:: TASK INPUTS ::
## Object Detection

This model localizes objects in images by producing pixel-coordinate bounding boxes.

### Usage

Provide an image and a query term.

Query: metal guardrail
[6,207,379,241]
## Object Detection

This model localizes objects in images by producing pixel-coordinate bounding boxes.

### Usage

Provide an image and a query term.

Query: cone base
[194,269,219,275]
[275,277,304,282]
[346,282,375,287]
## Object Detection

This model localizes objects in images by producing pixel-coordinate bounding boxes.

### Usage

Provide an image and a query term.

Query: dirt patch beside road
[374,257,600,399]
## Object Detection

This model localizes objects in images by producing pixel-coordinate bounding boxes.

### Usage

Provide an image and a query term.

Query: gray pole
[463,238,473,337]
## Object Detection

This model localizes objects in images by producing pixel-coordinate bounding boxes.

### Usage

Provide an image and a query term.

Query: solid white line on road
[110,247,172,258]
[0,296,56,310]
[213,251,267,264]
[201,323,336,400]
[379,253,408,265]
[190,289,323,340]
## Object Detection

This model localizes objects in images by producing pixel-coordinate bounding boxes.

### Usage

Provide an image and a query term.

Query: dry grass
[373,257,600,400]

:: PROMPT ::
Rewrite these lines with every "query term" changed to "search phrase" and nothing else altered.

:: TASK OUTPUT ::
## Object Detection

This model localizes objects in images by producing pixel-coordinate bounding boxes.

### Usage

Provide an image and a search phrase.

Query: metal guardrail
[6,207,379,241]
## Object Detection

This model localizes objects in images by producing pixel-coordinate bounding boxes.

### Usage

Provide an image and a search phrase.

Query: cone base
[194,269,219,275]
[275,277,304,282]
[346,282,375,287]
## Object Detection

This model localizes objects in images by producing pixel-coordinate bounding boxes.

### Usage

Provide an image and a search phrase.

Query: dirt patch beside road
[374,257,600,399]
## Object Detection

This model localizes objects in images by producing pixel-coordinate bounding boxes.

### Usage

Provide an image and a search phrase.

Query: gray pole
[463,238,473,337]
## Object Detection

This model localizes objects in images by producing pixel-coordinate bounding boxes.

### Usage

Provide an image and a search phrase.

Query: solid white line on road
[110,247,172,258]
[0,296,56,310]
[213,251,267,264]
[201,323,336,400]
[379,253,408,265]
[190,289,323,340]
## Object Detection

This model localizes objects in images by producing pixel-coordinate bounding boxes.

### Usage

Provide an image and a search phrase.

Query: dry grass
[373,257,600,400]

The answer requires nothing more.